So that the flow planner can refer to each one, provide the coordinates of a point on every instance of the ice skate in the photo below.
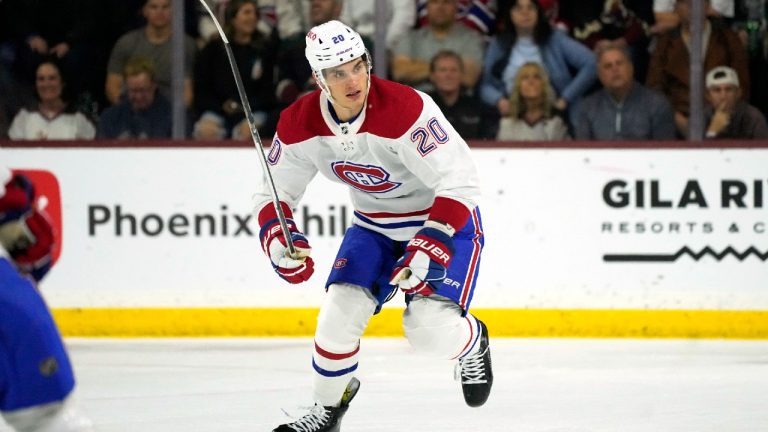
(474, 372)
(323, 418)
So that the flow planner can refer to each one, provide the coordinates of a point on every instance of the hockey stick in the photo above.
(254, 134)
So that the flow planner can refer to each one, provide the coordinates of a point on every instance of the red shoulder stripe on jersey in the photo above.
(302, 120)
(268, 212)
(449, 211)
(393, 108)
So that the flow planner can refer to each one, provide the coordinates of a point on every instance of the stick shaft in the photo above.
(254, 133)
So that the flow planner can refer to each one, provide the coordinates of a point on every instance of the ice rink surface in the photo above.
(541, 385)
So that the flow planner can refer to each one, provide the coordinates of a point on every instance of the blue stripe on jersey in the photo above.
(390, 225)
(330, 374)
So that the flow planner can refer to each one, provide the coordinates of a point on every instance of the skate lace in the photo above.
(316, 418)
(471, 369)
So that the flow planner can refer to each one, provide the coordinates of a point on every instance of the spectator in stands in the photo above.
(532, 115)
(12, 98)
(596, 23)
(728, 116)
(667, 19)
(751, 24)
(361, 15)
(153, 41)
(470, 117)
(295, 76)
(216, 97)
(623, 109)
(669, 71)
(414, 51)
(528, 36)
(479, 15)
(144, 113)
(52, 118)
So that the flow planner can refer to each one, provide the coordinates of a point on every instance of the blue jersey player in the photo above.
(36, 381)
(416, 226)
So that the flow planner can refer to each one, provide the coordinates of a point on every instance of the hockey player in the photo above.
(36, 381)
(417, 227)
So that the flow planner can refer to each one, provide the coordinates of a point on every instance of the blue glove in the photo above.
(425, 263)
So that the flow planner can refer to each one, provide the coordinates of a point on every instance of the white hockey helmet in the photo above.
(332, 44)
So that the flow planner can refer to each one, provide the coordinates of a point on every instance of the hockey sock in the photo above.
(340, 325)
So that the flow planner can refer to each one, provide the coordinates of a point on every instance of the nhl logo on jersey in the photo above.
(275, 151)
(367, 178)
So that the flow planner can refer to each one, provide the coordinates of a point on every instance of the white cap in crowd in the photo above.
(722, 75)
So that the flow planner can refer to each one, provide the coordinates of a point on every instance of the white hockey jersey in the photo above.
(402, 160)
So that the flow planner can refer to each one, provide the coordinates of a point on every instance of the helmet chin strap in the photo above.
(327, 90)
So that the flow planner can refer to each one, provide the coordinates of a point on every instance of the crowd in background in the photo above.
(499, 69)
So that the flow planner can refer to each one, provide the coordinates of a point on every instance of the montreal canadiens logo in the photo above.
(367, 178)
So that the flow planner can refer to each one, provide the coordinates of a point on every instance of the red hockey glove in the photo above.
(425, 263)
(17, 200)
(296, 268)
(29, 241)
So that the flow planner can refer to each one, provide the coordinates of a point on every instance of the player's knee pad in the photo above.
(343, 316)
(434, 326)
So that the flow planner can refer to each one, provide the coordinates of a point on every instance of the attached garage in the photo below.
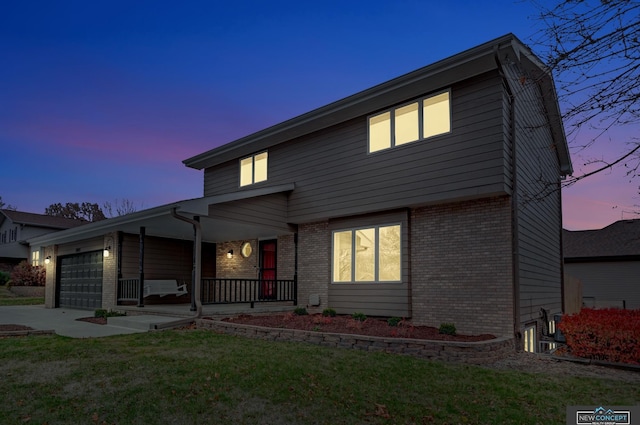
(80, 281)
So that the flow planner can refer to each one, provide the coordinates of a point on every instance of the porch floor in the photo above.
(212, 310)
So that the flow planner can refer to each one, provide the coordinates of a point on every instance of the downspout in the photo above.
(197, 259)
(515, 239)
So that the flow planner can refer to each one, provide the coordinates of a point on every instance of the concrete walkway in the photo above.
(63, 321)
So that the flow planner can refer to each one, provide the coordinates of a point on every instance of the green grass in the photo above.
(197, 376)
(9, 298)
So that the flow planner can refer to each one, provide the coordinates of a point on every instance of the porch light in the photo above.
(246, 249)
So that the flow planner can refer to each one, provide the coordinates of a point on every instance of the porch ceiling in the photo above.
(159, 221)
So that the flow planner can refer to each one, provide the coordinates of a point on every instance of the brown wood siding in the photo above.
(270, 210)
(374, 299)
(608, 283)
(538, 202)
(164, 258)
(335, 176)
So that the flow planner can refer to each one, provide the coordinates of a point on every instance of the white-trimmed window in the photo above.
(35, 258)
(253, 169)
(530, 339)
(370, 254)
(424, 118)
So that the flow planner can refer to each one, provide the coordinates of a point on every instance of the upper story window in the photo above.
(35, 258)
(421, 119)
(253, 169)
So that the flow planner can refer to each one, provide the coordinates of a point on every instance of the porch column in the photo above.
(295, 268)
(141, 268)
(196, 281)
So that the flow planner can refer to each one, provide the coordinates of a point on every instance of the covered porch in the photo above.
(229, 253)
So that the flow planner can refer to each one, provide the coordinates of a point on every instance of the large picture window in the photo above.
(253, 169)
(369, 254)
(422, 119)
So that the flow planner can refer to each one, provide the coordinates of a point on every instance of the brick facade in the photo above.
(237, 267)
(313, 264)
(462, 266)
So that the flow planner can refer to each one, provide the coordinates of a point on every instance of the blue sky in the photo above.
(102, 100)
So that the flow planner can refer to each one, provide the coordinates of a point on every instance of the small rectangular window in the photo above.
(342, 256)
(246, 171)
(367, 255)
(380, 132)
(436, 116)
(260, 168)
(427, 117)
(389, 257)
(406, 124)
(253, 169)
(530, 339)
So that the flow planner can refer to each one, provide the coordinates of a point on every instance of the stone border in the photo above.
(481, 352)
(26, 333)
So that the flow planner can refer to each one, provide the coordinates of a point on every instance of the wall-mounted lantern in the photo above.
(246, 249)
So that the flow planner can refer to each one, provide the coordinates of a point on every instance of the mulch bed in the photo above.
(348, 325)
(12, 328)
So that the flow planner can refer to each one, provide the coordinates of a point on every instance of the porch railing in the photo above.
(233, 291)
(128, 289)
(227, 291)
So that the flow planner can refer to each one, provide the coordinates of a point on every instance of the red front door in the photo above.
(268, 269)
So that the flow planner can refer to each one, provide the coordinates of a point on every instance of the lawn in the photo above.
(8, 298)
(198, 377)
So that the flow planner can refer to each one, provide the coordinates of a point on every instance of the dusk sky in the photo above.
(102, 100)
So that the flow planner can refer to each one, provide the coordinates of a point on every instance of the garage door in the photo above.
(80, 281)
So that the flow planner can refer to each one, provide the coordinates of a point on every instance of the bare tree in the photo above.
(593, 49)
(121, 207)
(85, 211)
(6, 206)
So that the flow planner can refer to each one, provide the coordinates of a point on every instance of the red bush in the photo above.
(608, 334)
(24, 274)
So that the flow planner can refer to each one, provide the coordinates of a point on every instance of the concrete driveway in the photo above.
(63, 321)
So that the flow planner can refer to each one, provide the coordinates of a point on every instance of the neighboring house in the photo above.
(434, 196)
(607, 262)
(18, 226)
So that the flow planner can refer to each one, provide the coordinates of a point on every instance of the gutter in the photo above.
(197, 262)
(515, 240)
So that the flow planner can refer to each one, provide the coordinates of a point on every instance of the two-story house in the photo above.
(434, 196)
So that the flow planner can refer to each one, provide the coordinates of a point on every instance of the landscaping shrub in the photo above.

* * *

Task description. Word for word, quote the full listing, omitting every picture.

Response to the exercise.
So that the flow planner can refer to each one, provide the coordinates of a point on every instance of the ice skate in the photo below.
(474, 372)
(323, 418)
So that the flow planner can refer to each one, provide the coordinates of a point on every instance of the hockey stick in the photo above.
(254, 134)
So that the flow planner can refer to each one, provide the coordinates of a point on every instance of the red shoulder stripe on jersey in the photo above.
(302, 120)
(268, 212)
(449, 211)
(393, 108)
So that the flow planner can refer to each one, provide the coordinates of a point on every instance of the stick shaft in the photo above.
(254, 133)
So that the flow planner can refer to each one, provide the coordinates of a point on every instance of the ice rink surface in the photo above.
(541, 385)
So that the flow planner can refer to each one, provide the coordinates of a point on every instance of the blue stripe on jersey in the photo above.
(390, 225)
(330, 374)
So that the flow planner can refer to each one, provide the coordinates of a point on every instance of the skate lace in the photo above.
(316, 418)
(471, 369)
So that the flow planner can refer to each one, provide the coordinates of a point on every instance of the spectator in stands in the photo above.
(532, 115)
(12, 98)
(596, 23)
(728, 116)
(667, 19)
(751, 24)
(361, 15)
(153, 41)
(470, 117)
(295, 76)
(216, 97)
(623, 109)
(669, 71)
(414, 51)
(528, 36)
(479, 15)
(144, 113)
(52, 118)
So that the flow planner can refer to each one, provide the coordinates of a point on every instance of the blue jersey player in the photo above.
(36, 381)
(416, 226)
So that the flow planner can refer to each one, provide the coordinates of a point on every instance of the hockey player in the photo above.
(36, 381)
(417, 227)
So that the flow planner can refer to each one, provide the coordinates of a point on every instance of the blue glove in the photo above.
(425, 263)
So that the flow planner can refer to each one, provide the coordinates of a point on every instance of the white hockey helmet in the photo above.
(332, 44)
So that the flow planner can refer to each one, provide the coordinates of a point on every instance of the hockey sock in the photo above.
(340, 325)
So that the flow planner can refer to each one, provide the coordinates of a point on every instance of the nhl logo on jersey in the photo above.
(275, 151)
(367, 178)
So that the flow planner can refer to each one, provide the coordinates of a point on every instance of the white cap in crowd in the photo above.
(722, 75)
So that the flow planner can refer to each one, provide the coordinates of a point on every instance of the white hockey jersey in the photo above.
(402, 160)
So that the flow planner can refer to each one, provide the coordinates of a point on every instance of the helmet chin strap in the photo above.
(327, 90)
So that the flow planner can refer to each one, provide the coordinates of a point on every instance of the crowd in background in the photo above.
(499, 69)
So that the flow planner can refer to each one, provide the coordinates of a point on every instance of the montreal canadiens logo in the photo above.
(367, 178)
So that the flow planner can refer to each one, provide the coordinates of a point on every instance of the red hockey glove in the photo above.
(425, 263)
(17, 200)
(296, 268)
(29, 241)
So that the flow planner can refer to each one, provide the coordinates of a point on every instance of the player's knee pad in the photo above.
(343, 316)
(434, 326)
So that the flow planner can refer to each one, provide the coordinates of a point on every instance of the attached garage in the photo below.
(80, 281)
So that the flow planner can refer to each one, provide the coordinates of a point on every instance of the porch floor in the photo above.
(212, 310)
So that the flow planner can refer to each one, provide the coordinates of a point on every instance of the downspout in the photo above.
(197, 259)
(515, 239)
So that the flow planner can refer to each one, provide the coordinates of a point on every instance of the concrete walkway in the photo above.
(63, 321)
So that the flow planner can refer to each one, provide the coordinates of a point on every instance of the green grass in the photo above.
(197, 376)
(9, 298)
So that the flow planner can refer to each one, provide the coordinates of a point on every instance of the porch light in the photo above.
(246, 249)
So that the flow planner can refer to each one, provide the coordinates of a point on every instance of the porch ceiling in the photo above.
(159, 221)
So that the flow planner can refer to each one, provide the coordinates of a point on every instance of the brown wood siding in the photo above.
(270, 210)
(374, 299)
(608, 283)
(538, 202)
(164, 258)
(335, 176)
So that the flow planner can refer to each one, provide the coordinates of a point on every instance of the white-trimmed window in the photo above.
(35, 258)
(253, 169)
(530, 339)
(370, 254)
(424, 118)
So that the flow planner can refer to each one, provide the coordinates of a point on every instance of the upper story window in the photo above.
(35, 258)
(421, 119)
(253, 169)
So that the flow planner can refer to each one, provide the coordinates of a point on every instance of the porch column in the photo above.
(295, 268)
(141, 268)
(196, 281)
So that the flow planner can refer to each one, provide the coordinates of a point on every instance of the covered porch in the photo above.
(229, 253)
So that the flow planner can refer to each one, provide the coordinates of a point on every instance of the large picture window in the photo above.
(253, 169)
(369, 254)
(422, 119)
So that the flow planner can refer to each one, provide the coordinates of a point on every instance of the brick facade in the photo above.
(237, 267)
(313, 264)
(462, 266)
So that the flow planner can refer to each one, provide the coordinates of a point on every instance of the blue sky in the photo above.
(102, 100)
So that the flow planner can refer to each one, provide the coordinates of a point on every instance of the small rectangular window in the photo above.
(342, 256)
(246, 171)
(367, 255)
(380, 132)
(436, 116)
(260, 168)
(427, 117)
(389, 257)
(406, 124)
(253, 169)
(530, 339)
So that the flow planner can refer to each one, provide the coordinates of a point on every instance of the stone border in the photo above.
(481, 352)
(26, 333)
So that the flow planner can refer to each one, provide the coordinates of a point on every instance of the wall-mounted lantern in the photo above.
(246, 249)
So that the flow planner can refer to each one, provide the coordinates of a point on every instance of the mulch bed in the photo above.
(348, 325)
(12, 328)
So that the flow planner can refer to each one, provide the coordinates of a point on every instance of the porch railing in the photo above.
(233, 291)
(128, 289)
(227, 291)
So that the flow planner can refer to each one, provide the coordinates of a point on every instance of the red front door in the photo above.
(268, 269)
So that the flow planner can refer to each one, provide the coordinates of a point on every instance of the lawn in the photo above.
(8, 298)
(198, 377)
So that the flow planner can refer to each one, provide the coordinates of a point on every instance of the dusk sky in the photo above.
(102, 100)
So that the flow planner can refer to each one, provide the coordinates of a point on every instance of the garage door in the photo above.
(80, 281)
So that the flow planner can refer to each one, provide the coordinates of a point on every instance of the bare tree in the photo above.
(593, 49)
(121, 207)
(85, 211)
(6, 206)
So that the flow planner can refer to each one, provide the coordinates of a point on every instance of the red bush in the photo above.
(608, 334)
(24, 274)
So that the flow planner can refer to each one, provide the coordinates of a point on every instance of the concrete driveway in the photo above.
(63, 321)
So that the flow planner can refer to each one, provide the coordinates of a point on every instance of the neighboring house in the photo above.
(434, 196)
(607, 262)
(18, 226)
So that the flow planner can refer to each one, provide the coordinates of a point on every instance of the gutter in the photo above.
(197, 262)
(515, 240)
So that the flow planner can refer to each one, provide the coordinates of a point on every instance of the two-story house in the photo above.
(434, 196)
So that the flow planner can refer to each one, provide the coordinates of a point on every instance of the landscaping shrub in the photo above.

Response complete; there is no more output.